- WHAT IS NEEDED:
Nothing but the lines from the line with "Target: pink feathery flower cluster" through the end of the data is to be copied, and each is to be copied exactly.

- GIVEN DATA:

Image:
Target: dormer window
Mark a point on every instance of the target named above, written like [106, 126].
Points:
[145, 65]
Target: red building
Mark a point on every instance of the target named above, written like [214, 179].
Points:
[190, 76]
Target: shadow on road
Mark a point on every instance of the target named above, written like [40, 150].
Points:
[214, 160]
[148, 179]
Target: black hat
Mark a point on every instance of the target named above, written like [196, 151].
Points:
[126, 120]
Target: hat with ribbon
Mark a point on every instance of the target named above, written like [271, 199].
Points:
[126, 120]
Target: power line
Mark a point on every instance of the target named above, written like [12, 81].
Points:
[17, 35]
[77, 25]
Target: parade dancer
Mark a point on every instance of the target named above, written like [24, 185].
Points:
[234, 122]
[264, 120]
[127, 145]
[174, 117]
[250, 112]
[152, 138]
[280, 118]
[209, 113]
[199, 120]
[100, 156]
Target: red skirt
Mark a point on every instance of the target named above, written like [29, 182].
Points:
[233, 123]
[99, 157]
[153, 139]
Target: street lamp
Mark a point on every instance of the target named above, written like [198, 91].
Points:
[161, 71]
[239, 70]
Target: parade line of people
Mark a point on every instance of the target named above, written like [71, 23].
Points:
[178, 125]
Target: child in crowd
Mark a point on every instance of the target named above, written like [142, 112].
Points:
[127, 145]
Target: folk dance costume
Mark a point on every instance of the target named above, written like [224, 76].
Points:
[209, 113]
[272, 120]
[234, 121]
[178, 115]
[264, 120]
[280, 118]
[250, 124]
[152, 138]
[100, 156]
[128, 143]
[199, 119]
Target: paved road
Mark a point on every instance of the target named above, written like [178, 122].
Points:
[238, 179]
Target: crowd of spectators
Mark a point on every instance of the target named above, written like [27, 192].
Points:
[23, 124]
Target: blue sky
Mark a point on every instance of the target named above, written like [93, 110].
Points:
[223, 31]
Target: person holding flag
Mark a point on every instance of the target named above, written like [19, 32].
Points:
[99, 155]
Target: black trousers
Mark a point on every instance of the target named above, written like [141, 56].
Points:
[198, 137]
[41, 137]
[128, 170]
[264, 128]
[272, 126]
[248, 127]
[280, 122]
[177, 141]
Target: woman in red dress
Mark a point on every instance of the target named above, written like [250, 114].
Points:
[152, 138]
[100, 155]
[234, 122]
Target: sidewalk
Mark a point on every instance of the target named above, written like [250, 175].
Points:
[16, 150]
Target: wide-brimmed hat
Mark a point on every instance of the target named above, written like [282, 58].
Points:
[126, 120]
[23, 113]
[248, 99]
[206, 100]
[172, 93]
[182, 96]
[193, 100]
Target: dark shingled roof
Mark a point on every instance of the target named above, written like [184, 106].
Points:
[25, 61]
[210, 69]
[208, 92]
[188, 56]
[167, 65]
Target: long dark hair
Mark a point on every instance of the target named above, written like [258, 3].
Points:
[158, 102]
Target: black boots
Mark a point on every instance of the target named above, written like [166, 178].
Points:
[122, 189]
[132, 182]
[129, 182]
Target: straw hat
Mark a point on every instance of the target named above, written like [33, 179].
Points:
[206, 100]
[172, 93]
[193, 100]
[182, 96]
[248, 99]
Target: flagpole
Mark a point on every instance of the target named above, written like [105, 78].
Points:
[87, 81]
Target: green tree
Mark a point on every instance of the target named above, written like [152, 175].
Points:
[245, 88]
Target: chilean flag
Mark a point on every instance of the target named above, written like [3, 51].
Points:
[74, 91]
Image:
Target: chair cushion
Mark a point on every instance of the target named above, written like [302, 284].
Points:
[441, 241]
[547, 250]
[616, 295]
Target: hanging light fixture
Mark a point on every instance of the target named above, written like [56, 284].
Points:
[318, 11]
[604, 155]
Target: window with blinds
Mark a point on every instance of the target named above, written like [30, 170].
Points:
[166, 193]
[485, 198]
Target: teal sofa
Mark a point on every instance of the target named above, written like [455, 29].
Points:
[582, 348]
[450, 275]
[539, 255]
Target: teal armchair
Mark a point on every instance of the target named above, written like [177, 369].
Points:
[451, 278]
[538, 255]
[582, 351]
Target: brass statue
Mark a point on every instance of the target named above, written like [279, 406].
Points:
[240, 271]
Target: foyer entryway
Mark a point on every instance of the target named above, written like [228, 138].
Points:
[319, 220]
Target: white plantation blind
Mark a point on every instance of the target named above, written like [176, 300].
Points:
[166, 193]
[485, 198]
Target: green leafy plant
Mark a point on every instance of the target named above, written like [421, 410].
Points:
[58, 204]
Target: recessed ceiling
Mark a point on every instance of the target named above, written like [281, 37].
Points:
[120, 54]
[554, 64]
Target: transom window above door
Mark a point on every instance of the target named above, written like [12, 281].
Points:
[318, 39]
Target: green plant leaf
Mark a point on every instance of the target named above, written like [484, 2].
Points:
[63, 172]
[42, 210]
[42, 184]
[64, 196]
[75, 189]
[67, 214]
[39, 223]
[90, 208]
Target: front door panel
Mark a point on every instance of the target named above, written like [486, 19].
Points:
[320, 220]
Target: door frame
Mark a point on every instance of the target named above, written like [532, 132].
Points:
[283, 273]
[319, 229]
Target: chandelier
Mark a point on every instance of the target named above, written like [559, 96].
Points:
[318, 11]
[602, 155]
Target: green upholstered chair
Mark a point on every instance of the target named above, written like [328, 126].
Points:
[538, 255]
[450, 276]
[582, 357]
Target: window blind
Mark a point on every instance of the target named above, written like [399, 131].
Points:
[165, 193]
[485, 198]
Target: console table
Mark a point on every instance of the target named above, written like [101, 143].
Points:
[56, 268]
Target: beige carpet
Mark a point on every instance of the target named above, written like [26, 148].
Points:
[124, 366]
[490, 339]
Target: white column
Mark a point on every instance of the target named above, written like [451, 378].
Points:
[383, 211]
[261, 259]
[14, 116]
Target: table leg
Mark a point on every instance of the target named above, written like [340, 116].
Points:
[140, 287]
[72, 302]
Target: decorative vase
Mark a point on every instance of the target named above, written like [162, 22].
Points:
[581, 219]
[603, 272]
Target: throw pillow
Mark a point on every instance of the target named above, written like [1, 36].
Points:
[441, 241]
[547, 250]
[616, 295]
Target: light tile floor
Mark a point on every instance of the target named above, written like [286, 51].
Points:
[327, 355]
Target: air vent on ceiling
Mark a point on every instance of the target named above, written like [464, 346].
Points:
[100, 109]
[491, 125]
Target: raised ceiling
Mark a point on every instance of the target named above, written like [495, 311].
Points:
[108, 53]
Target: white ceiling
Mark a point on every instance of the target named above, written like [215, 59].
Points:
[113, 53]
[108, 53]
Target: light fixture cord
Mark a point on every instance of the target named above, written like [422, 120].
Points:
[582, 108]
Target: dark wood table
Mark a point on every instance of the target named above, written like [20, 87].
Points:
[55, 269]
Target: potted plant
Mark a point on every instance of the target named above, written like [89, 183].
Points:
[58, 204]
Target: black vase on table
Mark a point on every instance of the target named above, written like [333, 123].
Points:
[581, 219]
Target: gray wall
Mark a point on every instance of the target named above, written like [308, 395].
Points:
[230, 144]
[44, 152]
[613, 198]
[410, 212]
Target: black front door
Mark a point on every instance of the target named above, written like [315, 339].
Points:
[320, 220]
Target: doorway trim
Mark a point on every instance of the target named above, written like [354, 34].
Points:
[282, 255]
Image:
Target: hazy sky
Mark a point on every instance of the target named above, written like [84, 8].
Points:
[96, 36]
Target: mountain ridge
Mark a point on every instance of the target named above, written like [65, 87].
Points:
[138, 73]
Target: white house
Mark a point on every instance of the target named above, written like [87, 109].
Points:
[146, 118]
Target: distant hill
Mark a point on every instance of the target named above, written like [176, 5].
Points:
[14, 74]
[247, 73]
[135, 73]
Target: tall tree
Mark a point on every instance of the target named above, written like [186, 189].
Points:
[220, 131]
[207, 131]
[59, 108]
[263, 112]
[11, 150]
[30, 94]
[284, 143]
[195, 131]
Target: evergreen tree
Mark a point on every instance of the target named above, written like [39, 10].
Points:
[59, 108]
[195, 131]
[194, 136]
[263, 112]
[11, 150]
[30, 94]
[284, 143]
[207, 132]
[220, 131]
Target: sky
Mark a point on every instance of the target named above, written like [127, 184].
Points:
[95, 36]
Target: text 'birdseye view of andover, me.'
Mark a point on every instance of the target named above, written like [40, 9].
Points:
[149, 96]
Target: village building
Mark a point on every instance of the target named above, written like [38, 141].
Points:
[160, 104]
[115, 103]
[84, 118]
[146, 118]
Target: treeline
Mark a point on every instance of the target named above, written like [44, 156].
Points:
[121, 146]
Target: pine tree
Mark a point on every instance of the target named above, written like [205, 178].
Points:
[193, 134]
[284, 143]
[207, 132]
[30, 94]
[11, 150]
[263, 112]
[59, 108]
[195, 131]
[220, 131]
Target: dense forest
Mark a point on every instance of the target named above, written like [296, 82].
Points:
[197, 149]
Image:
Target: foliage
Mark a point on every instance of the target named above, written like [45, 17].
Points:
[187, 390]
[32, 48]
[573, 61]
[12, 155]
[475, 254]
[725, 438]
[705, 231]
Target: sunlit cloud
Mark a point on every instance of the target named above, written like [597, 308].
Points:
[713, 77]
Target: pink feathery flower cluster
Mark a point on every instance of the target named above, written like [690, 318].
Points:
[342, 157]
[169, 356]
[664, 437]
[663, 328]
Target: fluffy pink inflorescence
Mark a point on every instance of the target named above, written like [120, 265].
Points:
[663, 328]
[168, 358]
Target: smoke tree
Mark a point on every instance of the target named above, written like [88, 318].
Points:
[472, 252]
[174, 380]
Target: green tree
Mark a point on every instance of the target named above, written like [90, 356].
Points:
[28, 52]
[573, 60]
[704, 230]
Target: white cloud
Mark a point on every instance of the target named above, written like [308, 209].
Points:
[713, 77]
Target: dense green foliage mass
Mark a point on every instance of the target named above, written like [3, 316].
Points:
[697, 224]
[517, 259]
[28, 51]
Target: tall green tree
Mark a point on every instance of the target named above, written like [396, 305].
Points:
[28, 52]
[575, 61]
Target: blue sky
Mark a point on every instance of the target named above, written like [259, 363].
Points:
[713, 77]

- TASK ANSWER:
Target: pink feathery flower cluster
Mark a point on every instance of the target named above, written like [690, 318].
Points:
[342, 157]
[169, 356]
[664, 437]
[663, 328]
Target: fluffy pink inflorescence
Mark a point on every instance of the target named above, written like [120, 265].
Points:
[663, 328]
[168, 358]
Target: smoke tree
Mark a point on every instance of the target named above, written like [88, 318].
Points:
[472, 252]
[174, 380]
Target: green tree
Mark a point on every instance of the target named above, written like [90, 356].
Points:
[28, 52]
[573, 60]
[704, 230]
Target: white cloud
Mark a point on every instance of the target named above, written like [308, 209].
Points:
[713, 77]
Target: dense green foliage mass
Mark a point on every instance of the target named above, written like [3, 316].
Points:
[697, 224]
[517, 259]
[28, 51]
Target: tall green tree
Mark a point on every instance of the target named above, written like [396, 305].
Points:
[28, 52]
[575, 61]
Target: blue sky
Mark a point on every instance of the target named above, written like [259, 363].
Points:
[713, 77]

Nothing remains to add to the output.